> **GOAL OF THE EXERCISE**: Copy out the entries exactly, from the first line to the last.

> **EXTRACTED ENTRIES**:
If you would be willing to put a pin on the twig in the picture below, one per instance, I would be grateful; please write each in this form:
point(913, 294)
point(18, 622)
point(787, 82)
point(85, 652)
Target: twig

> **SOLUTION TO THIS PROBLEM**:
If you would be willing to put a pin on the twig in the picture below, one per instance, I would be grateful; please write each in this form:
point(913, 294)
point(18, 622)
point(787, 82)
point(85, 652)
Target: twig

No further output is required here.